__DATA SHOWN__:
____________________

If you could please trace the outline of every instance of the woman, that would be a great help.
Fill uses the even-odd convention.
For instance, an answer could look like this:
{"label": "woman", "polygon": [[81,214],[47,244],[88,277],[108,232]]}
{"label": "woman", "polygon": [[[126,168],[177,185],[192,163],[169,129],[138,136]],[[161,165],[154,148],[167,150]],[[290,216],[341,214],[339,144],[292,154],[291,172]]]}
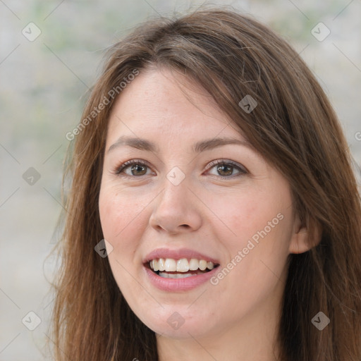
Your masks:
{"label": "woman", "polygon": [[348,145],[269,28],[217,8],[142,25],[73,137],[56,360],[360,361]]}

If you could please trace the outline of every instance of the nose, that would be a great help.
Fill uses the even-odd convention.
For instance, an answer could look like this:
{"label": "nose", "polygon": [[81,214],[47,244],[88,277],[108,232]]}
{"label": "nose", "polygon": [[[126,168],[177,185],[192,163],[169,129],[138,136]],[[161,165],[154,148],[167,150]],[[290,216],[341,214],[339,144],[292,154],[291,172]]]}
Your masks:
{"label": "nose", "polygon": [[156,231],[175,235],[197,231],[201,226],[202,204],[186,179],[177,185],[164,179],[163,191],[156,198],[149,221]]}

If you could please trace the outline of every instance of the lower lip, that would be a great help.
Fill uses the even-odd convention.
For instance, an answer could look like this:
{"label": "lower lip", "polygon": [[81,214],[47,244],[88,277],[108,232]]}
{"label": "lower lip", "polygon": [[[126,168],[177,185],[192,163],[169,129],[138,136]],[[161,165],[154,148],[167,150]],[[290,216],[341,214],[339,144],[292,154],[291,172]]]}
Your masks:
{"label": "lower lip", "polygon": [[158,276],[152,269],[144,267],[150,283],[161,290],[168,292],[190,290],[200,286],[209,281],[217,272],[218,267],[214,268],[209,272],[184,279],[165,279]]}

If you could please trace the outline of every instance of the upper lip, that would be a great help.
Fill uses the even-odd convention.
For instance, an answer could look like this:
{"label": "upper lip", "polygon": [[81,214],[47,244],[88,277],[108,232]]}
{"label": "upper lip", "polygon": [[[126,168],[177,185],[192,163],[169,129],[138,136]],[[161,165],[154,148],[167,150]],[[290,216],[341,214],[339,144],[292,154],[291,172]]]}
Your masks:
{"label": "upper lip", "polygon": [[180,248],[179,250],[169,250],[168,248],[157,248],[145,256],[143,263],[147,263],[152,259],[159,258],[172,258],[173,259],[182,259],[183,258],[195,258],[196,259],[204,259],[207,262],[213,262],[219,264],[219,262],[214,258],[203,255],[194,250],[188,248]]}

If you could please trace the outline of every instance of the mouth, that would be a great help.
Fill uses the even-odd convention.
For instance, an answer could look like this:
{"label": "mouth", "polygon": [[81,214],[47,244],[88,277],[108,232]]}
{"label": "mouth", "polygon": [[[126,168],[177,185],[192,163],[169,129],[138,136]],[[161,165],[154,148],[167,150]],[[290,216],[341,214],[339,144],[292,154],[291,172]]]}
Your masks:
{"label": "mouth", "polygon": [[145,267],[164,279],[185,279],[210,272],[219,266],[217,263],[196,258],[155,258]]}

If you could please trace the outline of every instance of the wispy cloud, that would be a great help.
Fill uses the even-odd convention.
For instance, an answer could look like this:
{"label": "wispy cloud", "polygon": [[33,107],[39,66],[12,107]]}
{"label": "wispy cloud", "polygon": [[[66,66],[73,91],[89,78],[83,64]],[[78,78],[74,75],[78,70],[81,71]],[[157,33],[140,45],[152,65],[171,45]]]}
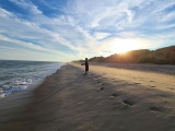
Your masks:
{"label": "wispy cloud", "polygon": [[175,41],[174,0],[7,1],[19,9],[14,12],[7,8],[8,2],[0,4],[3,50],[71,60],[72,51],[80,58],[109,55],[121,41],[131,46],[138,40],[138,48],[150,49]]}

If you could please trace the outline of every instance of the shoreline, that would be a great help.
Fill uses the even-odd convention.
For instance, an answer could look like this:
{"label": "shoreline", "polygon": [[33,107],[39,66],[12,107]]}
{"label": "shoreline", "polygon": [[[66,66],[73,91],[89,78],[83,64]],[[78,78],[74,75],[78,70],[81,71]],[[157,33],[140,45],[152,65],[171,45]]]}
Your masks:
{"label": "shoreline", "polygon": [[[149,80],[168,79],[166,74],[91,66],[82,75],[83,68],[62,66],[32,94],[12,99],[12,105],[4,100],[3,108],[0,100],[0,130],[174,130],[175,87],[166,88],[173,85],[168,81]],[[149,78],[143,80],[145,73]]]}

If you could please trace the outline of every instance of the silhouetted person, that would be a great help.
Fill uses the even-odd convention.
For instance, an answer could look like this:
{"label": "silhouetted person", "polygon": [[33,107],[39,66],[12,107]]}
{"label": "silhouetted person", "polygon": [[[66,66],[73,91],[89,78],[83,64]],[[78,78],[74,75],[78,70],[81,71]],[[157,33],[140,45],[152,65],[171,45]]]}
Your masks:
{"label": "silhouetted person", "polygon": [[86,75],[88,71],[89,71],[89,60],[88,60],[88,58],[85,58],[85,62],[82,63],[81,66],[85,66],[85,73],[84,73],[84,75]]}

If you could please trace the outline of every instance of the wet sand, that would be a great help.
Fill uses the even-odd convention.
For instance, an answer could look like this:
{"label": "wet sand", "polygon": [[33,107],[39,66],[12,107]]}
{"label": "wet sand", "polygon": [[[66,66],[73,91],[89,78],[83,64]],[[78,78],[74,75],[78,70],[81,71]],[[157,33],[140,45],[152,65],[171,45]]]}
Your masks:
{"label": "wet sand", "polygon": [[174,131],[175,76],[62,67],[36,90],[0,100],[0,131]]}

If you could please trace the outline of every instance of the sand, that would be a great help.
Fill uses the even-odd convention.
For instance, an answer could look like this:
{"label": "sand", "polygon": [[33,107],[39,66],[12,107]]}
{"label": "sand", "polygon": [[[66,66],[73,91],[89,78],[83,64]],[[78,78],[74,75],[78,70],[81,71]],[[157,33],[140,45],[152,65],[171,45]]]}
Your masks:
{"label": "sand", "polygon": [[35,90],[0,100],[0,131],[175,131],[175,76],[63,66]]}

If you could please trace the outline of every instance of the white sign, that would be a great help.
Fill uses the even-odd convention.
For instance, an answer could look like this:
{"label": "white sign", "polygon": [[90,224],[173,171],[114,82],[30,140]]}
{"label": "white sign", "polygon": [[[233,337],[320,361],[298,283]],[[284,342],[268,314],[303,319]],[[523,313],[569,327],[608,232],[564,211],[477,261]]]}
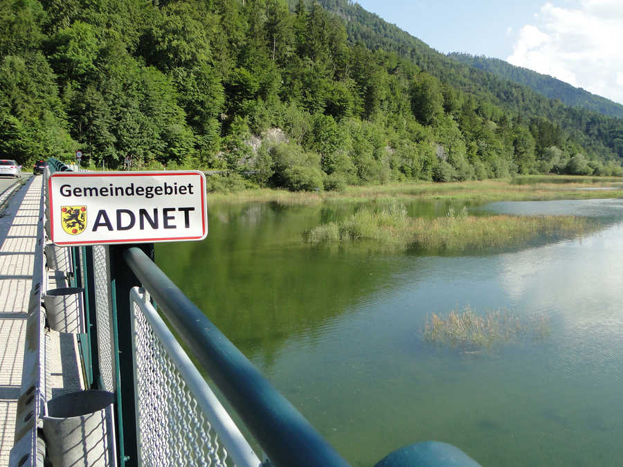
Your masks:
{"label": "white sign", "polygon": [[48,180],[57,245],[202,240],[206,176],[197,171],[55,172]]}

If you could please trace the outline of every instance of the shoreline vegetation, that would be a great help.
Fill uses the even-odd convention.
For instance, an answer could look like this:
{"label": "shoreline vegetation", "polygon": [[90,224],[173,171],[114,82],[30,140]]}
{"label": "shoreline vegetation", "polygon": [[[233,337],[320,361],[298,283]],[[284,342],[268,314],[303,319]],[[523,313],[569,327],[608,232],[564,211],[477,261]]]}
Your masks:
{"label": "shoreline vegetation", "polygon": [[[522,184],[519,181],[525,181]],[[608,187],[608,190],[604,190]],[[597,188],[597,189],[594,189]],[[348,186],[341,192],[290,192],[250,188],[231,193],[208,193],[213,203],[276,202],[305,205],[330,202],[438,199],[489,202],[623,198],[623,178],[529,176],[480,181],[392,183]]]}
{"label": "shoreline vegetation", "polygon": [[371,241],[383,250],[410,248],[461,253],[524,245],[539,237],[573,237],[597,228],[595,223],[575,216],[471,216],[467,208],[434,219],[414,218],[404,206],[364,207],[347,219],[306,230],[312,245],[352,245]]}
{"label": "shoreline vegetation", "polygon": [[458,312],[426,316],[423,333],[427,342],[477,354],[522,340],[543,340],[550,336],[550,322],[544,315],[525,321],[501,310],[489,310],[481,315],[467,306]]}

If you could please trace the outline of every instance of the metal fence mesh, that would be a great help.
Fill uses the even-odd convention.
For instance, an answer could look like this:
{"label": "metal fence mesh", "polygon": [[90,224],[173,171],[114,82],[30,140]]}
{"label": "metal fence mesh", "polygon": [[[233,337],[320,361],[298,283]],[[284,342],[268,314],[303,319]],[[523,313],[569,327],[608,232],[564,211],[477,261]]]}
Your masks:
{"label": "metal fence mesh", "polygon": [[93,247],[93,275],[95,278],[96,320],[98,329],[98,352],[102,389],[115,390],[115,367],[113,359],[112,323],[110,309],[110,277],[107,265],[107,248],[100,245]]}
{"label": "metal fence mesh", "polygon": [[132,308],[141,461],[145,466],[233,465],[136,302]]}

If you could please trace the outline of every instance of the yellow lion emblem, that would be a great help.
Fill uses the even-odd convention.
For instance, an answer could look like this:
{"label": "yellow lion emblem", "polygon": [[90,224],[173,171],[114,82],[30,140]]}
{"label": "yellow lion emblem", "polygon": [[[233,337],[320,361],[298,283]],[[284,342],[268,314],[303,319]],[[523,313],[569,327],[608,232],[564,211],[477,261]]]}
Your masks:
{"label": "yellow lion emblem", "polygon": [[87,228],[87,206],[61,206],[61,223],[70,235],[82,233]]}

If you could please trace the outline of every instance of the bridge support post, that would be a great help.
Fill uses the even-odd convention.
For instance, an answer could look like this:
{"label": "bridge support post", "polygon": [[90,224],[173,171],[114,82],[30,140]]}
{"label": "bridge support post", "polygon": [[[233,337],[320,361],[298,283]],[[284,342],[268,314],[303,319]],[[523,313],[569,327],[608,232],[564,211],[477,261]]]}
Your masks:
{"label": "bridge support post", "polygon": [[[136,246],[136,245],[134,246]],[[150,257],[154,257],[153,244],[139,246]],[[116,372],[117,433],[119,465],[138,465],[136,444],[136,420],[134,404],[134,371],[132,358],[132,312],[129,291],[140,286],[141,282],[127,266],[123,257],[127,245],[114,245],[110,248],[111,295],[113,309]]]}

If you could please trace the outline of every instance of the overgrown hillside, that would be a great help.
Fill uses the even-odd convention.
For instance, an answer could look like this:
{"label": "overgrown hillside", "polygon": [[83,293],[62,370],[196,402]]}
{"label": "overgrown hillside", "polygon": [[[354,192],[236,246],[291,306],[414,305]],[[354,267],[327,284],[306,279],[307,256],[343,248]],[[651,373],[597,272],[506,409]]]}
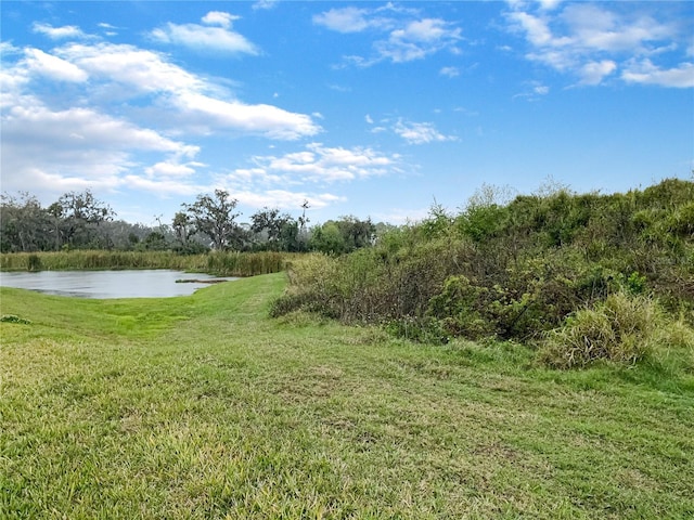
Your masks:
{"label": "overgrown hillside", "polygon": [[294,262],[273,313],[309,310],[425,340],[523,341],[557,366],[692,347],[693,182],[499,195],[485,186],[459,213],[434,207],[373,248]]}
{"label": "overgrown hillside", "polygon": [[691,372],[557,372],[510,342],[270,320],[284,285],[0,287],[0,518],[694,515]]}

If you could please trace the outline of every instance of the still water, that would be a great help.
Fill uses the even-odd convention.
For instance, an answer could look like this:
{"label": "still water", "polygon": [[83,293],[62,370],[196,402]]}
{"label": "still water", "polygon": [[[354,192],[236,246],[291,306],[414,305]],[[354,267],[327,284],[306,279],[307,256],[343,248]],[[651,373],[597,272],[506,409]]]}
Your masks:
{"label": "still water", "polygon": [[192,295],[207,283],[177,283],[178,280],[209,281],[208,274],[171,270],[138,271],[40,271],[0,273],[0,285],[76,298],[166,298]]}

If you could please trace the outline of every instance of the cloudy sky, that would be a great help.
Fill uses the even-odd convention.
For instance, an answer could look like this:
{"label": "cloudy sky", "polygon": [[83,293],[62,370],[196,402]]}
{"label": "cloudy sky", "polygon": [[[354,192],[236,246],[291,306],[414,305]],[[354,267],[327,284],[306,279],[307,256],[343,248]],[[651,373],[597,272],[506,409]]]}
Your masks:
{"label": "cloudy sky", "polygon": [[[691,179],[694,2],[7,1],[1,188],[312,223]],[[242,220],[244,220],[242,218]]]}

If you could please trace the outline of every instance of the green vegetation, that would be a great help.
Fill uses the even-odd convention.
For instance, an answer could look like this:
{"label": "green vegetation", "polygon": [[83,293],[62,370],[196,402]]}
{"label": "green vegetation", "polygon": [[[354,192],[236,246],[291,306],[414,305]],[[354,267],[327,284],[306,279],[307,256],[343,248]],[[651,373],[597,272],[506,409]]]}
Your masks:
{"label": "green vegetation", "polygon": [[[151,227],[114,220],[115,212],[89,190],[66,193],[48,208],[28,193],[3,193],[0,253],[99,249],[201,255],[210,248],[218,252],[342,253],[371,245],[376,231],[371,220],[355,217],[309,229],[308,202],[296,219],[277,208],[264,208],[243,223],[239,222],[236,204],[229,192],[215,190],[211,195],[198,195],[193,204],[183,204],[170,225],[155,217],[158,225]],[[34,270],[39,269],[37,264]]]}
{"label": "green vegetation", "polygon": [[513,340],[564,367],[633,363],[653,341],[694,348],[694,182],[501,195],[484,186],[458,214],[435,206],[374,247],[293,262],[272,314],[312,311],[425,342]]}
{"label": "green vegetation", "polygon": [[1,288],[0,517],[694,516],[691,351],[555,370],[514,342],[271,320],[284,287]]}

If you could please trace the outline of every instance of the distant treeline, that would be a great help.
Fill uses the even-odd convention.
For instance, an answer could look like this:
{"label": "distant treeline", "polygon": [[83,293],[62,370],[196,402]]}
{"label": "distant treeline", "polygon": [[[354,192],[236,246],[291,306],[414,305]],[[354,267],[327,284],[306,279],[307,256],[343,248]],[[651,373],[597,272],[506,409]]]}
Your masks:
{"label": "distant treeline", "polygon": [[684,342],[694,358],[693,182],[500,195],[484,186],[460,212],[435,206],[371,248],[297,260],[273,313],[308,310],[424,340],[541,343],[561,366],[635,361],[654,334],[679,330],[658,341]]}
{"label": "distant treeline", "polygon": [[[28,194],[3,194],[0,204],[0,252],[65,250],[174,251],[198,255],[216,251],[350,252],[371,245],[376,225],[370,219],[342,217],[309,227],[294,218],[264,208],[240,223],[236,200],[217,190],[183,204],[171,223],[155,226],[116,220],[111,207],[87,190],[66,193],[42,207]],[[158,219],[157,219],[158,220]],[[380,224],[383,226],[383,224]]]}

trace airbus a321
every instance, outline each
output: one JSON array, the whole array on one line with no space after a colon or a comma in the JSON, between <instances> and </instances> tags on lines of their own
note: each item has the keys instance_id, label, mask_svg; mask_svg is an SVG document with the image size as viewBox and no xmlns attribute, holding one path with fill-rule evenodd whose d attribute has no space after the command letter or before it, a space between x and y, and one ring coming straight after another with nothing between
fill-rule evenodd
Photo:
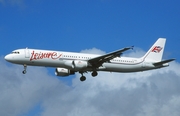
<instances>
[{"instance_id":1,"label":"airbus a321","mask_svg":"<svg viewBox=\"0 0 180 116\"><path fill-rule=\"evenodd\" d=\"M25 48L12 51L5 56L5 60L23 65L23 74L26 73L27 66L55 67L57 76L69 76L79 72L82 75L80 80L85 81L83 74L86 72L91 72L95 77L98 71L124 73L167 67L168 62L174 59L162 61L165 42L165 38L159 38L141 58L121 57L123 52L133 47L125 47L105 55Z\"/></svg>"}]
</instances>

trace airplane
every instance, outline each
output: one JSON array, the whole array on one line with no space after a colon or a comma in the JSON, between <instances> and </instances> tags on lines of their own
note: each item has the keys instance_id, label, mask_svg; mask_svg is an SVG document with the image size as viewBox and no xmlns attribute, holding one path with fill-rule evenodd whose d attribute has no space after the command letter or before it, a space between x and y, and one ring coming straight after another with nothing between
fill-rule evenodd
<instances>
[{"instance_id":1,"label":"airplane","mask_svg":"<svg viewBox=\"0 0 180 116\"><path fill-rule=\"evenodd\" d=\"M27 66L55 67L57 76L64 77L79 72L80 80L85 81L83 74L87 72L95 77L98 71L129 73L167 67L168 62L175 59L162 61L165 43L166 38L159 38L140 58L121 57L123 52L133 49L131 46L105 55L25 48L12 51L5 56L5 60L23 65L23 74L26 73Z\"/></svg>"}]
</instances>

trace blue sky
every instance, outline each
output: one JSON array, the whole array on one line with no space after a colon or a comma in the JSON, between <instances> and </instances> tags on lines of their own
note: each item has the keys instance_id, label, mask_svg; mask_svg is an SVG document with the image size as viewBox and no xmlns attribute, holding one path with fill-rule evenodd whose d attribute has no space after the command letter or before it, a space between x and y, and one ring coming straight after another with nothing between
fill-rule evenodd
<instances>
[{"instance_id":1,"label":"blue sky","mask_svg":"<svg viewBox=\"0 0 180 116\"><path fill-rule=\"evenodd\" d=\"M22 83L31 83L31 82L33 83L36 80L34 78L34 75L32 75L31 73L31 74L28 74L27 77L32 78L32 80L30 79L29 81L27 79L28 81L27 80L24 81L23 76L18 74L21 72L22 66L15 66L3 60L3 57L6 54L18 48L29 47L29 48L38 48L38 49L52 49L52 50L75 51L75 52L80 52L85 49L88 49L91 51L92 48L97 48L97 50L102 50L104 52L111 52L111 51L114 51L123 47L134 45L135 50L132 52L131 51L127 52L127 53L128 54L137 53L141 55L141 53L142 52L144 53L145 51L147 51L149 47L159 37L167 38L164 58L166 59L176 58L176 63L173 64L173 67L169 69L173 72L175 69L174 67L178 68L179 58L180 58L179 57L179 40L180 40L179 39L180 38L179 4L180 4L180 1L178 0L173 0L173 1L169 1L169 0L163 0L163 1L161 0L158 0L158 1L157 0L146 0L146 1L143 1L143 0L138 0L138 1L137 0L136 1L135 0L129 0L129 1L126 1L126 0L76 0L76 1L74 0L66 0L66 1L65 0L64 1L63 0L54 0L54 1L0 0L0 16L1 16L0 18L0 22L1 22L0 23L0 42L1 42L0 55L1 55L2 66L6 67L5 68L6 71L4 72L1 71L1 75L5 74L5 72L12 71L10 74L13 75L14 73L15 77L18 78L20 82L22 81ZM139 51L139 48L140 48L140 51ZM80 91L81 90L79 89L80 87L85 87L88 90L90 90L90 88L92 87L90 85L87 86L88 84L92 84L90 82L86 82L87 85L84 85L84 84L81 85L81 83L78 82L79 81L78 74L75 76L70 76L69 78L67 77L66 79L59 79L58 77L54 76L54 72L53 72L54 69L51 69L51 68L37 68L34 70L33 68L30 68L29 70L30 72L34 72L33 74L38 74L38 76L35 76L36 78L38 78L37 79L38 81L36 80L37 82L40 82L41 79L45 78L46 80L49 80L50 82L52 81L53 84L55 85L57 84L57 88L59 87L61 88L61 86L58 84L62 84L63 92L67 89L69 93L71 92L73 93L74 90ZM41 73L39 74L39 72L37 71L35 72L35 70L42 72L42 75L40 75ZM167 69L164 69L163 71L165 71L166 73L168 72ZM178 71L174 71L175 74L173 73L173 75L175 75L174 76L175 79L179 80L180 76L179 74L177 74L177 72ZM4 78L6 77L9 79L10 74L9 76L6 75L3 77ZM104 73L102 75L104 75ZM118 74L114 74L114 75L113 77L115 78L118 77ZM119 75L121 76L121 74ZM124 76L124 74L122 75ZM127 84L127 82L131 82L130 81L132 79L131 76L132 75L127 76L127 80L123 81L124 84L120 86L120 88L127 87L125 85ZM1 77L2 81L4 80L3 77ZM109 77L112 77L112 75L109 75ZM148 81L152 81L152 83L153 82L155 83L155 80L151 80L149 76L147 76L147 78L149 79ZM137 78L135 78L135 80L136 79ZM119 81L122 81L122 80L119 80ZM92 80L89 80L89 81L92 81ZM111 84L108 84L105 80L102 81L98 79L96 81L98 81L99 83L103 82L104 85L107 85L110 88L113 87L110 85L115 83L115 82L112 82ZM8 80L6 80L6 82L8 83ZM15 84L15 82L17 81L15 82L10 81L10 82L11 84ZM44 83L40 84L41 86L39 87L39 90L44 90L42 88L43 87L46 88L46 86L51 85L50 88L53 86L53 84L48 85L48 82L45 80L43 82ZM95 83L99 84L98 82L95 82ZM171 82L173 85L174 84L173 82L175 81L171 81ZM38 85L38 83L36 82L34 83L35 85L36 84ZM69 85L68 83L71 83L72 85ZM135 83L139 84L140 82L138 82L138 79L137 79ZM101 87L104 86L103 84L100 83L100 85L102 85ZM132 83L129 83L129 84L131 85ZM168 83L166 84L168 85ZM24 84L22 84L21 87L24 87L23 85ZM6 85L2 85L2 86L5 87ZM30 85L25 86L25 87L28 88L28 90L30 88L33 88ZM71 90L72 89L71 87L75 89ZM18 91L23 90L22 88L21 89L20 88L17 87L16 89ZM10 90L13 92L12 88ZM30 89L30 90L32 90L32 92L35 92L33 91L35 89ZM50 89L48 90L52 91ZM44 90L44 91L47 91L47 93L44 92L43 94L48 94L49 92L48 90ZM139 89L136 88L133 90L135 91ZM131 94L133 94L134 93L133 90L128 91L128 92L129 93L132 92ZM161 87L159 90L161 90ZM5 89L3 89L2 91L5 91ZM59 92L63 94L62 91L59 92L59 90L55 90L55 92ZM84 91L82 90L82 92ZM105 91L103 90L100 92L104 94ZM122 89L120 90L120 92L123 92ZM128 95L128 92L126 92L125 95L126 94ZM156 91L156 92L161 93L162 91ZM179 96L178 92L176 91L175 93L171 93L171 95ZM20 93L23 93L23 91ZM66 95L68 94L67 92L65 93ZM82 94L82 93L79 93L79 94ZM61 103L64 104L65 107L68 106L66 105L66 102L67 104L69 102L75 103L75 99L73 98L66 99L65 100L66 102L63 100L58 102L59 99L55 96L60 96L60 95L59 94L56 95L55 93L53 93L53 95L54 96L51 96L51 97L55 98L55 100L57 100L57 103L60 102L59 104ZM7 94L7 96L9 95ZM78 95L75 94L75 98L77 98L76 96ZM155 94L154 96L156 100L156 98L158 98L158 95L156 96ZM97 95L96 97L99 98L100 95ZM123 96L121 97L123 98ZM135 97L138 98L139 96L135 95ZM17 98L19 97L17 96ZM110 96L110 98L113 99L113 96ZM22 99L24 99L24 97L22 97ZM16 111L11 110L12 114L15 116L23 116L23 115L46 116L48 114L56 112L54 110L48 109L49 108L48 104L52 105L52 107L54 106L53 107L54 109L56 109L55 106L59 107L59 109L61 108L63 109L63 107L60 107L59 105L57 105L55 101L51 100L49 97L44 98L43 96L39 95L36 97L30 96L29 99L30 101L32 101L32 104L29 104L28 99L24 99L24 102L29 105L23 106L23 103L22 103L21 104L22 107L19 107L19 110L16 110ZM179 100L179 97L172 98L169 101L169 104L171 104L174 99ZM49 100L51 102L49 103L45 102L46 100ZM83 99L83 100L86 100L86 99ZM104 100L107 100L107 99L104 99ZM129 100L131 100L131 98L129 98ZM95 102L95 101L96 101L95 99L92 100L92 102ZM149 101L151 102L151 100ZM12 102L9 103L10 106L12 105L11 104ZM156 104L154 102L155 101L152 102L152 105ZM103 104L101 101L100 103ZM96 112L96 110L93 108L93 105L89 105L90 104L89 102L87 104L88 104L87 106L90 106L89 108L91 109L91 110L85 109L87 112L90 112L90 111L91 111L90 113ZM168 107L169 104L163 104L163 106L167 105ZM80 108L81 107L83 108L84 106L82 104L81 105L76 104L76 105L79 106ZM139 104L139 106L141 105L142 104ZM13 109L13 107L10 107L10 106L7 106L7 107ZM144 109L146 109L147 107L150 107L146 105L142 105L142 106ZM72 108L72 106L69 106L69 107ZM87 108L86 105L84 107ZM174 107L179 108L179 105L174 106ZM98 108L100 108L100 106ZM57 113L60 113L60 114L62 113L62 114L67 115L65 108L64 108L64 111L65 112L63 113L62 112L57 112ZM100 115L100 114L103 114L102 112L104 112L102 111L102 109L98 111L99 113L96 112L95 115ZM110 112L112 111L113 110L110 110ZM136 113L136 109L134 111ZM168 111L171 111L171 109L169 108ZM73 115L73 112L77 113L80 111L78 109L74 109L68 115ZM81 114L84 115L85 113L80 113L78 115L81 115ZM6 115L9 115L9 114L6 114ZM54 114L54 115L57 115L57 114ZM131 115L131 114L124 112L124 114L122 115Z\"/></svg>"}]
</instances>

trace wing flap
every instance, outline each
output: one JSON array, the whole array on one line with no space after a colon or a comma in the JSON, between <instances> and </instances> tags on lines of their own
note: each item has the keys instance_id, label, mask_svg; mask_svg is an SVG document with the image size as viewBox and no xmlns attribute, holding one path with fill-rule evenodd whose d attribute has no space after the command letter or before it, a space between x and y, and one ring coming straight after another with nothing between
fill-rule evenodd
<instances>
[{"instance_id":1,"label":"wing flap","mask_svg":"<svg viewBox=\"0 0 180 116\"><path fill-rule=\"evenodd\" d=\"M108 53L108 54L105 54L105 55L102 55L102 56L99 56L99 57L92 58L92 59L88 60L88 62L93 67L99 67L104 62L110 61L111 59L113 59L115 57L121 56L124 51L127 51L129 49L133 49L133 46L126 47L126 48L123 48L123 49L120 49L120 50L117 50L117 51L114 51L114 52L111 52L111 53Z\"/></svg>"},{"instance_id":2,"label":"wing flap","mask_svg":"<svg viewBox=\"0 0 180 116\"><path fill-rule=\"evenodd\" d=\"M156 62L156 63L153 63L153 65L155 66L159 66L159 65L163 65L165 63L168 63L168 62L171 62L171 61L174 61L175 59L172 58L172 59L169 59L169 60L164 60L164 61L161 61L161 62Z\"/></svg>"}]
</instances>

____________________

__SET EXERCISE__: Could you give the data again from the line with "trace wing flap" to the end, swapping "outline" for "delineate" and leaving everything else unchanged?

__TASK ANSWER__:
trace wing flap
every instance, delineate each
output: one JSON array, the whole array on one line with no space after a colon or a comma in the JSON, between <instances> and </instances> tags on lines of their own
note: each item has the keys instance_id, label, mask_svg; mask_svg is an SVG document with the image size as viewBox and no xmlns attribute, holding one path with fill-rule evenodd whose d attribute has no space after the command letter or before it, a space between x and y, and one ring coming straight after another with nothing between
fill-rule evenodd
<instances>
[{"instance_id":1,"label":"wing flap","mask_svg":"<svg viewBox=\"0 0 180 116\"><path fill-rule=\"evenodd\" d=\"M108 53L108 54L105 54L105 55L102 55L102 56L99 56L99 57L92 58L92 59L88 60L88 62L93 67L99 67L104 62L110 61L111 59L113 59L115 57L121 56L124 51L127 51L129 49L133 49L133 46L126 47L126 48L123 48L123 49L120 49L120 50L117 50L117 51L114 51L114 52L111 52L111 53Z\"/></svg>"},{"instance_id":2,"label":"wing flap","mask_svg":"<svg viewBox=\"0 0 180 116\"><path fill-rule=\"evenodd\" d=\"M156 62L156 63L153 63L153 65L155 66L159 66L159 65L163 65L165 63L168 63L168 62L171 62L171 61L174 61L175 59L172 58L172 59L169 59L169 60L164 60L164 61L161 61L161 62Z\"/></svg>"}]
</instances>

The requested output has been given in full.